--- begin ---

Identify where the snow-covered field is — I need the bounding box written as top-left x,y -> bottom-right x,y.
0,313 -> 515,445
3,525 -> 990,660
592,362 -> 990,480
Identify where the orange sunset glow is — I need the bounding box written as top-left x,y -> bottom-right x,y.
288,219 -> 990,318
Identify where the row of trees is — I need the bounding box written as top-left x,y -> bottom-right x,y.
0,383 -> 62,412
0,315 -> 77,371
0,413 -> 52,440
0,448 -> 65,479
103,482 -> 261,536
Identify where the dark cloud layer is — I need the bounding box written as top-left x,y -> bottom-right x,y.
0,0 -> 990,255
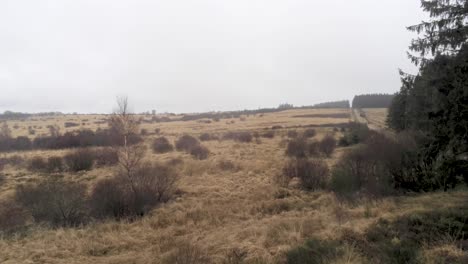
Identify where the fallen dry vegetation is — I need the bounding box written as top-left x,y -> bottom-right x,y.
0,109 -> 468,263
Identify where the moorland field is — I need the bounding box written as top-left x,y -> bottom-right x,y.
0,109 -> 468,263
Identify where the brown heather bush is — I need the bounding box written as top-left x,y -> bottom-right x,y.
64,149 -> 94,172
175,135 -> 200,152
199,133 -> 219,141
15,179 -> 87,227
46,156 -> 63,173
64,122 -> 80,127
94,148 -> 119,167
223,131 -> 253,143
303,128 -> 317,138
283,159 -> 330,190
0,155 -> 26,167
152,137 -> 174,154
307,140 -> 320,156
287,130 -> 298,138
163,242 -> 212,264
90,163 -> 178,219
190,145 -> 210,160
218,160 -> 240,172
166,158 -> 184,167
319,135 -> 336,157
260,130 -> 275,138
286,137 -> 307,158
0,199 -> 28,235
28,156 -> 47,172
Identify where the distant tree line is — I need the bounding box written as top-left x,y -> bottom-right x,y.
353,94 -> 395,108
0,111 -> 63,120
311,100 -> 349,108
0,126 -> 141,152
387,0 -> 468,189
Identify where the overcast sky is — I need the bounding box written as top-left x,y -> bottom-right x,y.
0,0 -> 423,113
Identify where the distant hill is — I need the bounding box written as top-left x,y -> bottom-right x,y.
353,94 -> 395,108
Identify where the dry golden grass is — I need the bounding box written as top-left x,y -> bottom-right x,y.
0,109 -> 468,263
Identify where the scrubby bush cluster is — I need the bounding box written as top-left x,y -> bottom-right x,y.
223,131 -> 253,143
28,148 -> 119,173
152,137 -> 174,154
199,133 -> 219,141
338,122 -> 375,147
260,130 -> 275,138
93,147 -> 119,167
331,133 -> 464,197
302,128 -> 317,138
176,135 -> 210,160
90,163 -> 178,219
283,158 -> 329,190
286,135 -> 336,158
64,149 -> 94,172
0,160 -> 178,230
15,179 -> 87,226
0,130 -> 141,152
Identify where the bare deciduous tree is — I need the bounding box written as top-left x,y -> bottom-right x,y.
109,97 -> 146,200
0,122 -> 11,140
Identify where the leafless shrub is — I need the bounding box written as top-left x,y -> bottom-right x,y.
223,248 -> 247,264
90,163 -> 178,219
303,128 -> 317,138
15,179 -> 87,226
223,131 -> 253,143
89,177 -> 136,219
283,159 -> 330,190
28,126 -> 36,136
260,130 -> 275,138
190,145 -> 210,160
307,140 -> 320,156
286,137 -> 307,158
64,122 -> 80,127
164,242 -> 211,264
46,156 -> 63,173
199,133 -> 219,141
166,158 -> 184,167
94,148 -> 119,167
28,156 -> 47,172
218,160 -> 240,172
0,199 -> 28,234
175,135 -> 200,152
319,135 -> 336,157
287,130 -> 298,138
65,149 -> 94,172
47,125 -> 60,137
152,137 -> 174,153
0,155 -> 25,167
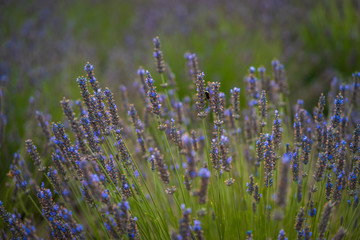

--- end ---

• **EXERCISE INSTRUCTIONS**: Render all of the data above as a numbered list, one item per line, with blank lines left out. Leave the pictures out of the list.

• **SOLUTION FOR THIS PROBLEM**:
1. Identify where the snow-covered field is — I need the bounding box written as top-left x,y -> bottom-right x,y.
2. 0,313 -> 515,445
3. 3,525 -> 990,660
4. 592,362 -> 990,480
5. Identify where the orange sunset glow is — I need the bounding box written as top-left x,y -> bottom-right x,y.
6. 288,219 -> 990,318
7. Identify where the row of trees is — I need the bounding box written as top-left x,y -> bottom-right x,y.
8. 0,383 -> 62,412
9. 0,315 -> 77,371
10. 0,413 -> 52,440
11. 0,448 -> 65,479
12. 103,482 -> 261,536
13. Identify where the dark cloud layer is — I need the bounding box written as top-left x,y -> bottom-right x,y.
14. 0,0 -> 990,255
15. Identify where the fallen dry vegetation is — I need the bounding box written as top-left x,y -> bottom-right x,y.
16. 0,109 -> 468,263
17. Identify where the moorland field is — I need the bounding box written as top-left x,y -> bottom-right x,y.
18. 0,109 -> 468,263
19. Identify where the brown heather bush is — I need the bounding box written as top-left x,y -> bottom-right x,y.
20. 64,149 -> 94,172
21. 175,135 -> 200,152
22. 199,133 -> 219,141
23. 15,179 -> 87,227
24. 46,156 -> 63,173
25. 64,122 -> 80,127
26. 94,148 -> 119,167
27. 223,131 -> 253,143
28. 303,128 -> 317,138
29. 283,159 -> 330,190
30. 0,155 -> 26,167
31. 152,137 -> 174,154
32. 307,140 -> 320,156
33. 287,130 -> 298,138
34. 163,242 -> 212,264
35. 90,163 -> 178,219
36. 190,145 -> 210,160
37. 218,160 -> 240,172
38. 166,158 -> 184,167
39. 319,135 -> 336,157
40. 260,130 -> 275,138
41. 286,137 -> 307,158
42. 0,199 -> 28,235
43. 28,156 -> 47,172
44. Identify where the distant tree line is — I need the bounding box written as top-left x,y -> bottom-right x,y.
45. 353,94 -> 395,108
46. 0,111 -> 63,120
47. 311,100 -> 349,108
48. 0,126 -> 141,152
49. 387,0 -> 468,189
50. Identify where the overcast sky is — I need the bounding box written as top-left x,y -> bottom-right x,y.
51. 0,0 -> 423,113
52. Identify where the distant hill is — I need the bounding box written as top-left x,y -> bottom-right x,y.
53. 353,94 -> 395,108
54. Identify where the dry golden grass is — I need the bounding box written as top-left x,y -> bottom-right x,y.
55. 0,109 -> 468,263
56. Identify where the scrubby bush cluster is — I need the bounding box written as top-left x,y -> bottom-right x,y.
57. 223,131 -> 253,143
58. 28,148 -> 119,173
59. 152,137 -> 174,154
60. 199,133 -> 219,141
61. 338,122 -> 375,147
62. 260,130 -> 275,138
63. 93,147 -> 119,167
64. 331,133 -> 464,197
65. 302,128 -> 317,138
66. 176,135 -> 210,160
67. 90,163 -> 178,219
68. 283,158 -> 329,190
69. 286,135 -> 336,158
70. 64,149 -> 94,172
71. 0,160 -> 178,230
72. 15,179 -> 87,226
73. 0,130 -> 141,152
74. Identify where the bare deciduous tree is — I need the bounding box written as top-left x,y -> bottom-right x,y.
75. 109,97 -> 146,200
76. 0,122 -> 11,140
77. Identify where the leafless shrub is — I need the bounding box written as top-left x,y -> bottom-right x,y.
78. 223,248 -> 247,264
79. 90,163 -> 178,219
80. 303,128 -> 317,138
81. 15,179 -> 87,226
82. 223,131 -> 253,143
83. 89,177 -> 136,219
84. 283,159 -> 330,190
85. 28,126 -> 36,136
86. 260,130 -> 275,138
87. 190,145 -> 210,160
88. 307,140 -> 320,156
89. 286,137 -> 307,158
90. 64,122 -> 80,127
91. 164,242 -> 211,264
92. 46,156 -> 63,173
93. 199,133 -> 219,141
94. 166,158 -> 184,167
95. 94,148 -> 119,167
96. 28,156 -> 47,172
97. 218,160 -> 240,172
98. 0,199 -> 28,234
99. 175,135 -> 200,152
100. 319,135 -> 336,157
101. 287,130 -> 298,138
102. 65,149 -> 94,172
103. 47,125 -> 60,137
104. 152,137 -> 174,153
105. 0,155 -> 25,167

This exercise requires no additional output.